Leaving out all images, write out the records that follow exactly.

***

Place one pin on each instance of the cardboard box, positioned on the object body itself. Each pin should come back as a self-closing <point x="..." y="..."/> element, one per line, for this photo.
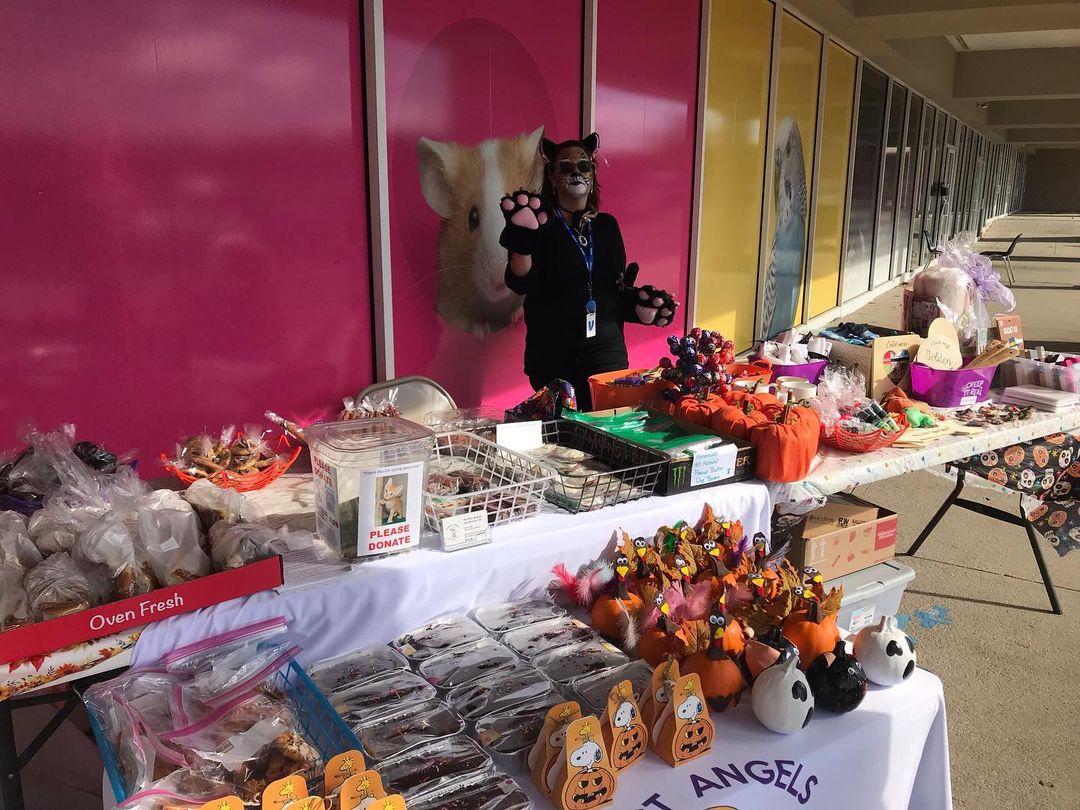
<point x="846" y="535"/>
<point x="883" y="363"/>
<point x="36" y="639"/>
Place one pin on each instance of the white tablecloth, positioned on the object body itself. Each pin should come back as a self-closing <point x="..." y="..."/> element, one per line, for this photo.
<point x="835" y="471"/>
<point x="889" y="754"/>
<point x="382" y="598"/>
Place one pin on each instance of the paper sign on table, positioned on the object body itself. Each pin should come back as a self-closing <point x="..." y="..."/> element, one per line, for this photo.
<point x="713" y="464"/>
<point x="942" y="347"/>
<point x="520" y="436"/>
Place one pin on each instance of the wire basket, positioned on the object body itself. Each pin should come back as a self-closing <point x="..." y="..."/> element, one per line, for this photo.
<point x="321" y="725"/>
<point x="516" y="489"/>
<point x="635" y="470"/>
<point x="878" y="440"/>
<point x="245" y="482"/>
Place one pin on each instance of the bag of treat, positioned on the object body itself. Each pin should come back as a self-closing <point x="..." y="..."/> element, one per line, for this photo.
<point x="57" y="588"/>
<point x="232" y="545"/>
<point x="169" y="532"/>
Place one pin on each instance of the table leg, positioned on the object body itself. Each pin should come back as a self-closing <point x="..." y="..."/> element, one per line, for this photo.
<point x="940" y="514"/>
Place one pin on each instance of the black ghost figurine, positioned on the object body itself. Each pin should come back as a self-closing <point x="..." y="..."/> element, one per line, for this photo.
<point x="837" y="679"/>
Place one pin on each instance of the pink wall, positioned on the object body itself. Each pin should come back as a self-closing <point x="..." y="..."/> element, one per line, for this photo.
<point x="184" y="239"/>
<point x="646" y="106"/>
<point x="466" y="72"/>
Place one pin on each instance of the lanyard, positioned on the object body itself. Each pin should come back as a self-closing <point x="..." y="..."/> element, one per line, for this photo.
<point x="586" y="256"/>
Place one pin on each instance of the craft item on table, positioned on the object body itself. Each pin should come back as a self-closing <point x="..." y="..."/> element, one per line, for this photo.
<point x="511" y="733"/>
<point x="418" y="772"/>
<point x="993" y="415"/>
<point x="593" y="690"/>
<point x="837" y="679"/>
<point x="548" y="403"/>
<point x="504" y="617"/>
<point x="412" y="726"/>
<point x="586" y="658"/>
<point x="886" y="652"/>
<point x="494" y="791"/>
<point x="498" y="691"/>
<point x="680" y="728"/>
<point x="588" y="779"/>
<point x="706" y="651"/>
<point x="781" y="698"/>
<point x="355" y="667"/>
<point x="435" y="636"/>
<point x="467" y="663"/>
<point x="375" y="698"/>
<point x="625" y="734"/>
<point x="547" y="759"/>
<point x="536" y="639"/>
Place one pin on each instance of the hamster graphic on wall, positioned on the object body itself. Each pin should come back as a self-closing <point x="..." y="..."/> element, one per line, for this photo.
<point x="463" y="185"/>
<point x="784" y="275"/>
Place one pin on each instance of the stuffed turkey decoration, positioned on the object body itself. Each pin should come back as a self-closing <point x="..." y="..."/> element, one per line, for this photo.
<point x="886" y="652"/>
<point x="781" y="698"/>
<point x="837" y="679"/>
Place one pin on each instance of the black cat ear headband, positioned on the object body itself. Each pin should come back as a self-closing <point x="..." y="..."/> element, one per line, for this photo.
<point x="549" y="148"/>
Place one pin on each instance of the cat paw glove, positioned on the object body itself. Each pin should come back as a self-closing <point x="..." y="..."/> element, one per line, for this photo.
<point x="524" y="218"/>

***

Your response »
Place one pin on each instance of the cardboard box, positioned on the object body itself. Each pin should come back as a self-closing <point x="..." y="..."/> element, one per line, for this photo.
<point x="846" y="535"/>
<point x="883" y="363"/>
<point x="36" y="639"/>
Place one pin on each instance of the white tablecloth, positioned on the object body itself. Each pin should come back as a self-closing <point x="..." y="..."/> element, one per line, for this photo.
<point x="835" y="471"/>
<point x="889" y="754"/>
<point x="382" y="598"/>
Place one pin on each instance of the paper sign on table, positioned on the object body itself. Each pin should come back as a self-closing <point x="..." y="..."/> element, one per line, for this photo.
<point x="713" y="464"/>
<point x="942" y="347"/>
<point x="520" y="436"/>
Place one pin on each instance of the wire basket, positioned on the object body itself. Each pin should come back as a self-closing <point x="..." y="..."/> element, one per line, for this photo.
<point x="321" y="725"/>
<point x="516" y="489"/>
<point x="635" y="470"/>
<point x="878" y="440"/>
<point x="245" y="482"/>
Place one pin on each instance of the bag of treat, positioned on the object body itself. Each pin should come back as a self-closing <point x="..." y="..."/> element, one per line, for this photo.
<point x="57" y="588"/>
<point x="232" y="545"/>
<point x="169" y="532"/>
Place one pin on each instance of the table leg, positioned on the object body itself. Each pin should come back as a self-closing <point x="..." y="..."/> element, one per line, for this photo.
<point x="940" y="514"/>
Place one pin on each instance of the black ghost figurine, positioned on the object body itself. Each pin should come back as a self-closing <point x="..." y="..."/> element, one per line, for this photo.
<point x="837" y="679"/>
Place one pin on each instance of the pink wall, positioned on the object body itself. Each pin should come back as a self-closing <point x="..." y="..."/> element, one per line, for this photo.
<point x="184" y="239"/>
<point x="646" y="106"/>
<point x="466" y="72"/>
Place one pin on each instance of the lanyard, positioned on the object body itself. Each pin should come back as a self-closing <point x="..." y="..."/> element, one per line, for this photo.
<point x="586" y="256"/>
Place one pin on each instance of the craft item on table, positioned on the object body itself. Each pin should come back as a self-closing <point x="..." y="..."/> element, one per line, for this photo.
<point x="511" y="733"/>
<point x="418" y="772"/>
<point x="993" y="415"/>
<point x="593" y="690"/>
<point x="837" y="679"/>
<point x="548" y="403"/>
<point x="504" y="617"/>
<point x="412" y="726"/>
<point x="586" y="658"/>
<point x="886" y="652"/>
<point x="494" y="791"/>
<point x="498" y="691"/>
<point x="680" y="728"/>
<point x="588" y="779"/>
<point x="706" y="651"/>
<point x="781" y="698"/>
<point x="355" y="667"/>
<point x="435" y="636"/>
<point x="467" y="663"/>
<point x="375" y="698"/>
<point x="625" y="734"/>
<point x="547" y="759"/>
<point x="536" y="639"/>
Place one pin on each instance of the hamster graphic on wall, positioned on the object body itself. Each pin should come back as a self-closing <point x="..." y="..."/> element, one per line, for this photo.
<point x="463" y="185"/>
<point x="784" y="275"/>
Place one pin on each instance of the stuffed turkey decoration, positioned on the object body itself. Each pin should come back as a self-closing <point x="..." y="..."/> element, one per line, for this photo.
<point x="886" y="652"/>
<point x="781" y="698"/>
<point x="837" y="679"/>
Place one pin on each instance of the black cat ear headband, positioned on the object body itself. Each pin should come back as a self-closing <point x="..." y="..."/> element, one per line, for this photo.
<point x="549" y="148"/>
Place one pin on each instance of the cat paw glove, positioned on the object body itself. Each pin should come back as a self-closing <point x="..." y="..."/> element, one per line, for this photo.
<point x="524" y="218"/>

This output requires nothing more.